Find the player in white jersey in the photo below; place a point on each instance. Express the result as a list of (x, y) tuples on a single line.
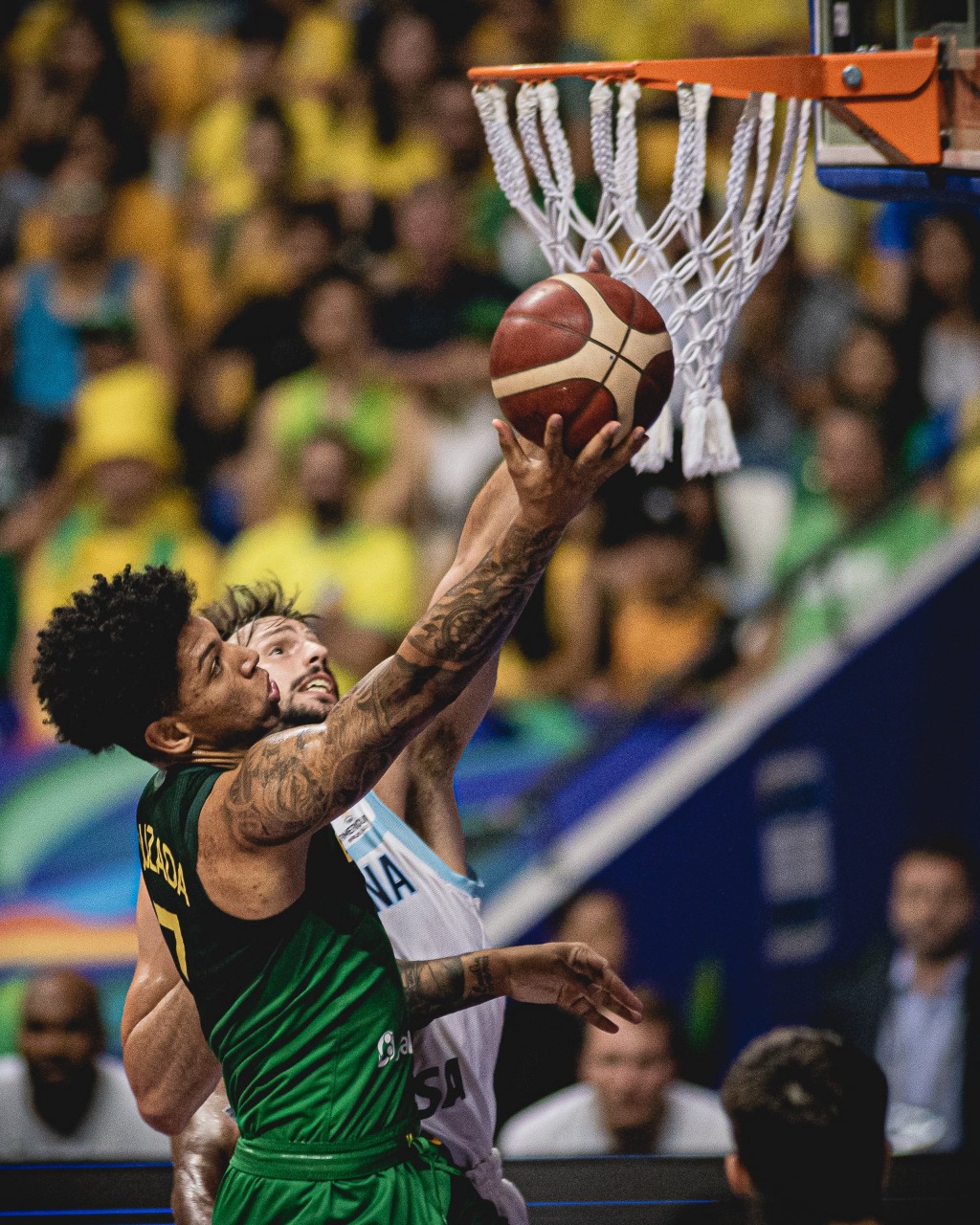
[(430, 910)]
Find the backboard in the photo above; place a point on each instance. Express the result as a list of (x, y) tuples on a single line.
[(852, 166)]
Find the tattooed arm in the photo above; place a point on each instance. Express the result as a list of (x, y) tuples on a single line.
[(294, 782), (573, 976)]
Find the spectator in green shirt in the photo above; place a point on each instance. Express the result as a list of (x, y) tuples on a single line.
[(879, 539)]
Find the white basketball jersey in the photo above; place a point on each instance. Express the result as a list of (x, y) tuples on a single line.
[(430, 911)]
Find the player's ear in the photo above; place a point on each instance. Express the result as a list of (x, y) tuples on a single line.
[(738, 1176), (168, 738)]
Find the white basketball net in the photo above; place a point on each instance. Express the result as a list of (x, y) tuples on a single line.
[(701, 293)]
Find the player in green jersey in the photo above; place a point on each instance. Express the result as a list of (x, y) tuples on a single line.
[(297, 989)]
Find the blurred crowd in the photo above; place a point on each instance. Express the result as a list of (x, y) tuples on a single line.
[(253, 258), (910, 1001)]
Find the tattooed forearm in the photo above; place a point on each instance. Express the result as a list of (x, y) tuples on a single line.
[(435, 989), (293, 783), (464, 624)]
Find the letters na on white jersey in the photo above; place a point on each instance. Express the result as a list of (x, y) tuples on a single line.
[(429, 910)]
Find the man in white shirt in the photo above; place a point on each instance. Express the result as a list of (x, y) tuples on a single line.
[(628, 1101), (60, 1099)]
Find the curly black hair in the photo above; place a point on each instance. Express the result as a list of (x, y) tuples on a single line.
[(243, 604), (107, 663)]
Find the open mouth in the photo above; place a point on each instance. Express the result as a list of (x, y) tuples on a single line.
[(320, 685)]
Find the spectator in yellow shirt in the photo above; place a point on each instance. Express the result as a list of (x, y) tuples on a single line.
[(143, 222), (217, 154), (390, 145), (663, 617), (127, 508), (359, 577)]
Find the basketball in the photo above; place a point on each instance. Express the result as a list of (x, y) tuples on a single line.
[(587, 346)]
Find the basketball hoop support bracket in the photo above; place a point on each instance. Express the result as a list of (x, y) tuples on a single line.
[(895, 104)]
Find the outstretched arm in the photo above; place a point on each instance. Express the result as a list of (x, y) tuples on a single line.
[(160, 1018), (571, 975), (293, 783), (418, 786), (201, 1154)]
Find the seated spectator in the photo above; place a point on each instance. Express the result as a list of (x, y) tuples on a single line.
[(661, 616), (42, 305), (808, 1112), (438, 320), (541, 1046), (941, 333), (144, 221), (852, 543), (60, 1098), (552, 648), (359, 577), (782, 346), (254, 256), (381, 425), (266, 332), (386, 147), (914, 1002), (126, 511), (73, 59), (217, 148), (867, 374), (628, 1101)]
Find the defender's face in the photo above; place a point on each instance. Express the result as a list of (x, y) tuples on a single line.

#### Exercise instructions
Please write out every line of the listing above exactly as it appears, leaving out the pictures.

#### Exercise solution
Find the player in white jersey in the photo below; place a point on each instance. Express the result as a list of (x, y) tuples on a single line.
[(430, 910)]
Find the backboard in the photo above; place a point on each instance. Express the result as a list of (x, y) tuples on a single line.
[(852, 166)]
Find the tattooed arm in the photo above; place a point on each instance. Express the result as a list of (x, y) tuples on a single line.
[(294, 782), (573, 976)]
Find the spectator in green shirt in the photo above; place a point on each instance. Express the result as a list of (x, y) tuples on a single line.
[(879, 539)]
Find the white basketball jersey in the photo above; place a point on each instance. Express the result as a list of (x, y) tuples on a single line.
[(430, 911)]
Find the player's ear in the photo above; place a point on each instance. Express the result as a list of (x, y) tuples on a single line.
[(738, 1176), (168, 738)]
Find the white basketball net in the photo above; place a point on each instance. Express the result as a list of (x, y) tuples on a single line.
[(701, 293)]
Find the player in green jersey in the photo above; place a point on each instance. Express the result as a list of (x, y) tuples on a single line.
[(297, 989)]
Find the blurred crowd in the photo above; place a point on each instance. Express the result as a list of (x, y) tuples on a single line.
[(253, 258), (910, 1001)]
Find the tattooed forearm in the photo above; place a point on each instance. Express the result as a list of (x, y) tuples on a single line.
[(435, 989), (293, 783), (464, 624)]
Find the letters na on white jersey in the photo above; place a point on each instance. Express the result as a list of (x, y) tuples on a single line.
[(429, 910)]
Find the man in white shirt in the photo above; place a point on each instance. Express the result as a list of (x, y) tuples on a single line.
[(628, 1101), (60, 1099)]
Find the curly black hair in the photo above; place a point on each instance. Express the result as a list of (x, y) tuples on a single line.
[(243, 604), (107, 663)]
Find the open mouth in the photo above; place a point on each instance. Express the result as a list of (x, y) tuples on a single line.
[(320, 685)]
Find the spectator in yellow shirt in the photo above; place a point on each instance. Express the result as a list of (x, y) tuples on a single line.
[(143, 222), (217, 154), (390, 145), (663, 617), (127, 508), (359, 577)]
Find the basketball in the photo above; place a point on each instance. Express the result as a list of (x, y) tuples on a single line.
[(587, 346)]
Find the basketball hoop support bracket in the photo above; place a point on each instance. Express the result as a list of (x, y) tuples on a single line.
[(895, 104)]
Find the outstretched arm in the photo above; place a point on each instance. Express the result as a list of (x, y) tuples on a single line.
[(160, 1018), (571, 975), (293, 783), (418, 786), (201, 1154)]
Find the seated spectator in the photo above; place a point on each instance. Express the result as a list of (x, y) tuples on a single line.
[(661, 616), (42, 305), (808, 1112), (438, 320), (541, 1046), (941, 333), (144, 221), (852, 543), (60, 1098), (552, 648), (359, 577), (782, 346), (254, 256), (381, 425), (266, 332), (386, 147), (914, 1002), (126, 511), (73, 59), (217, 148), (867, 374), (628, 1101)]
Find the defender's face in the photo above; place a point on each instance. Express the result as a list of (x, y) tuples on a single line.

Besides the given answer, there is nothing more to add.